===== LISTED RECORDS =====

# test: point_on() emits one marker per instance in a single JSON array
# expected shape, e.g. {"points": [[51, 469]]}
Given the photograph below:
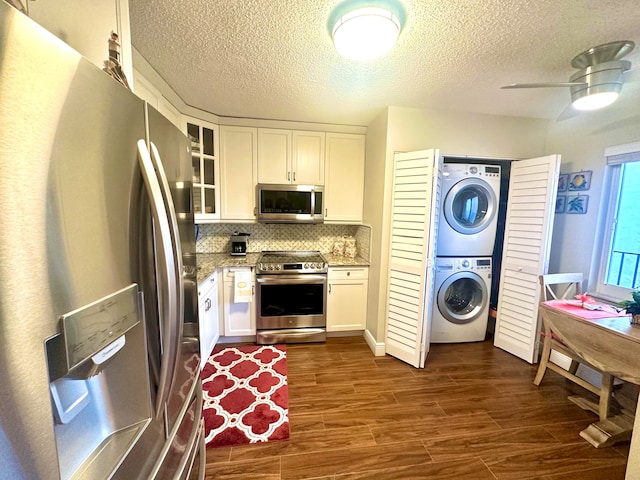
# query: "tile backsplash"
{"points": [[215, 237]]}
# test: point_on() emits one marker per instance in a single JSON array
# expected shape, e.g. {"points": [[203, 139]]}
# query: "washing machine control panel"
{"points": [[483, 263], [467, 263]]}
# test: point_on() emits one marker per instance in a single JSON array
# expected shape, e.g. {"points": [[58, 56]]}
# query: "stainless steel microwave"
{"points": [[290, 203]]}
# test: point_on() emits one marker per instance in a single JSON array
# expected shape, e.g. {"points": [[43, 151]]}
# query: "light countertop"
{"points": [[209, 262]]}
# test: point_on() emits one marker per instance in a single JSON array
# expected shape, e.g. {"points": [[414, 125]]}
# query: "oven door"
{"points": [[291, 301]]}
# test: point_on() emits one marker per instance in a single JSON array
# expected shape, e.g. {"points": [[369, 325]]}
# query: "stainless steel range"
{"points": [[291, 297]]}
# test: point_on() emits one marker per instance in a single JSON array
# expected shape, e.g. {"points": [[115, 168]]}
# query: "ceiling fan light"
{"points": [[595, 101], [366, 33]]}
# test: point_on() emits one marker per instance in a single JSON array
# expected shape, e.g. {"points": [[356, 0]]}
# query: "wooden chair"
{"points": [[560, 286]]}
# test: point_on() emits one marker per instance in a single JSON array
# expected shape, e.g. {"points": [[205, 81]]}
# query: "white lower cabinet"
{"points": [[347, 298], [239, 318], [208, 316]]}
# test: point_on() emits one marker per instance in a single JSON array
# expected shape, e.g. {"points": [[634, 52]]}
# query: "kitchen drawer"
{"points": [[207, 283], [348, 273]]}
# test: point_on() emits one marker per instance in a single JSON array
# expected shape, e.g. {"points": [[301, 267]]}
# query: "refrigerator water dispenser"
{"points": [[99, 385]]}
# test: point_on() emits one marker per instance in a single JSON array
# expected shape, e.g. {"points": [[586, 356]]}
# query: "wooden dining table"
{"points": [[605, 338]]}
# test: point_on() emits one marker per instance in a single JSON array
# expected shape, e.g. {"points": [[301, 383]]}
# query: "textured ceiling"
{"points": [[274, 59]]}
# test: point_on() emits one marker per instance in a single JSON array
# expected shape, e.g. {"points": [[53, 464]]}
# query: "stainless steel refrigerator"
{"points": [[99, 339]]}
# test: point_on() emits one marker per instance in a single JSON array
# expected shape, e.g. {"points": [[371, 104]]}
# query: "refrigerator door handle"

=====

**GIVEN REQUEST**
Copy everything in the records above except the pictures, exactly as written.

**IN RESPONSE**
# test: point_on() emits one marker per instance in a single JSON array
# expected shape, e.g. {"points": [[51, 469]]}
Given the photograph below:
# query: "tile backsplash"
{"points": [[215, 237]]}
# test: point_on() emits one marker per instance in a single JSON array
# expected shape, e.g. {"points": [[203, 139]]}
# query: "washing machine control panel"
{"points": [[483, 263], [467, 263]]}
# test: point_on() emits one marker per instance in a single JSON array
# expected shape, e.g. {"points": [[58, 56]]}
# query: "stainless steel microwave"
{"points": [[290, 203]]}
# test: point_on() emits one marker per instance in a single JSON array
# expected shape, e.g. {"points": [[43, 151]]}
# query: "light countertop"
{"points": [[209, 262]]}
# test: point_on() emits one marker per instance in a single JSON array
# expected shape, e.g. {"points": [[414, 125]]}
# query: "oven door"
{"points": [[291, 301]]}
# test: point_on() emits one marker per instance in a single JSON array
# expected shape, e.g. {"points": [[369, 325]]}
# query: "stainless steel range"
{"points": [[291, 297]]}
# test: point_on() emits one marker per instance in a single JSON array
# expected shape, e.g. {"points": [[115, 168]]}
# query: "ceiling fan light"
{"points": [[595, 101], [366, 33]]}
# test: point_on() emits one marker per instance in a single JSON array
# expected shape, e.g. {"points": [[356, 0]]}
# query: "wooden chair"
{"points": [[560, 286]]}
# test: point_on() emits one marker per instance in a single JSON array
# expected shape, e.g. {"points": [[205, 81]]}
# query: "white lower cabinet"
{"points": [[347, 298], [239, 318], [208, 316]]}
# test: point_on() emits one marker per instance in a single JSON array
# expected shape, e.g. {"points": [[634, 52]]}
# query: "kitchen drawer"
{"points": [[207, 283], [348, 273]]}
# test: point_on() emits one marker per instance in a single JSON array
# expected shape, e.g. {"points": [[301, 267]]}
# query: "refrigerator water dispenser"
{"points": [[99, 385]]}
# test: point_on() emits one marker per instance in a single JSON array
# expected shape, e.g. {"points": [[586, 356]]}
# query: "wooden dining table"
{"points": [[605, 338]]}
# test: point_on() emits one marker per instance in a single JSON array
# expected shape, e.g. {"points": [[301, 383]]}
# query: "textured ceiling"
{"points": [[274, 59]]}
# test: point_on() emits one marker per instance in a single JSON array
# expected shape, e.g. {"points": [[53, 464]]}
# query: "stainless steel refrigerator"
{"points": [[99, 339]]}
# test: point_on() emits one marker per instance in a single JSON array
# expected shape, e.g. {"points": [[371, 104]]}
# query: "refrigerator door handle"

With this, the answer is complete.